— Task details —
Would you reproduce, word for word, the lines of the material running from the line that contains "Can you find the dark necktie?" up to and including the line that contains "[[300, 377], [39, 394]]"?

(Point annotation records)
++++++++++++++++++++

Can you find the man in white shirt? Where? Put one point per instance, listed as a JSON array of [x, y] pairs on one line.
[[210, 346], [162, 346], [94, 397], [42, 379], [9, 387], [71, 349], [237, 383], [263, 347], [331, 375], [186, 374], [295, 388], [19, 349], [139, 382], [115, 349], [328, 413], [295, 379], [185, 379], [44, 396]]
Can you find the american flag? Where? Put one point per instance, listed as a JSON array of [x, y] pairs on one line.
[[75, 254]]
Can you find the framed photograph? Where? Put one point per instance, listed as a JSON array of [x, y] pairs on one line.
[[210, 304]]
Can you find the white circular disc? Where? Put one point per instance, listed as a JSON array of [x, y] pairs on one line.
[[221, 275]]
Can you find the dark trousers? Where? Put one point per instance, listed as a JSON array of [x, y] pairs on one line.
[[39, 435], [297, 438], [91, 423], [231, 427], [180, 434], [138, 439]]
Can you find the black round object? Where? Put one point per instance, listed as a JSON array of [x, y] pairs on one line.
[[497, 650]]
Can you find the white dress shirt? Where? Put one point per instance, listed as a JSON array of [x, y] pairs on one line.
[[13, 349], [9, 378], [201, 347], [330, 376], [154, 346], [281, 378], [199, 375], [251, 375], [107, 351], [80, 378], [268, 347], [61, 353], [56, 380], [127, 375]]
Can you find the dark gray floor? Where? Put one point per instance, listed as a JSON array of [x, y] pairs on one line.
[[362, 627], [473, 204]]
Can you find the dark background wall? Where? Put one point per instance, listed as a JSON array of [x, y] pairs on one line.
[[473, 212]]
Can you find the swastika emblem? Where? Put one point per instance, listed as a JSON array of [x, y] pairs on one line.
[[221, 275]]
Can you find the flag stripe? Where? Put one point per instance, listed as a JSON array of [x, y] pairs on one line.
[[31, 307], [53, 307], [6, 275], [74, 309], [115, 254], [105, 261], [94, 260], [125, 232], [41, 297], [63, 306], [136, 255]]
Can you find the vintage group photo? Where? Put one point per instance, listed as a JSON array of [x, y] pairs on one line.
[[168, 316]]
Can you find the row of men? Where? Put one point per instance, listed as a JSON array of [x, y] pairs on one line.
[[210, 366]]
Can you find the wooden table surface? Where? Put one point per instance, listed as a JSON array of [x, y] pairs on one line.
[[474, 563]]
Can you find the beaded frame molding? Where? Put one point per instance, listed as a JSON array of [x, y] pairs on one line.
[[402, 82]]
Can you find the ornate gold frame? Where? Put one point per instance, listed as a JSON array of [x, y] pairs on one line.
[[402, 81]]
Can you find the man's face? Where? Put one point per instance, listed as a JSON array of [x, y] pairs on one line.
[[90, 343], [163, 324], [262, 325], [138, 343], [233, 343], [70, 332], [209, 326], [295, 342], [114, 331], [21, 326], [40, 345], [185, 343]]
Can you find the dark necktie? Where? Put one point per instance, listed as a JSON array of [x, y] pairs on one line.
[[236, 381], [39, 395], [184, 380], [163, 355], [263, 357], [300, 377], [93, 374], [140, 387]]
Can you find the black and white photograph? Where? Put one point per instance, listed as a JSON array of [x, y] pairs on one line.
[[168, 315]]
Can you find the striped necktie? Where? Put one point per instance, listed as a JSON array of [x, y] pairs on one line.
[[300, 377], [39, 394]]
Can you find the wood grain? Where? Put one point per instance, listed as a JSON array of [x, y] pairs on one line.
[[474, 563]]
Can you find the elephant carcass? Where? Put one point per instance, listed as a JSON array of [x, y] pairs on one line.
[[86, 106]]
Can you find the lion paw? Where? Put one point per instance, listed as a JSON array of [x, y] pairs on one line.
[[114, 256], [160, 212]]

++++++++++++++++++++

— Answer —
Can you find the dark necktie? Where? Put one point per instance, listed as a JSON array of [x, y] pairs on one line.
[[236, 381], [39, 395], [184, 380], [163, 355], [263, 357], [300, 377], [93, 374], [140, 387]]
Can you find the black and white photograph? Where? Put one point per instance, listed as a JSON array of [x, y] pairs on one line.
[[168, 315]]
Can you find the striped necktie? Where? Put one point per instance, listed as a JSON array of [x, y] pairs on one line.
[[300, 377], [39, 394]]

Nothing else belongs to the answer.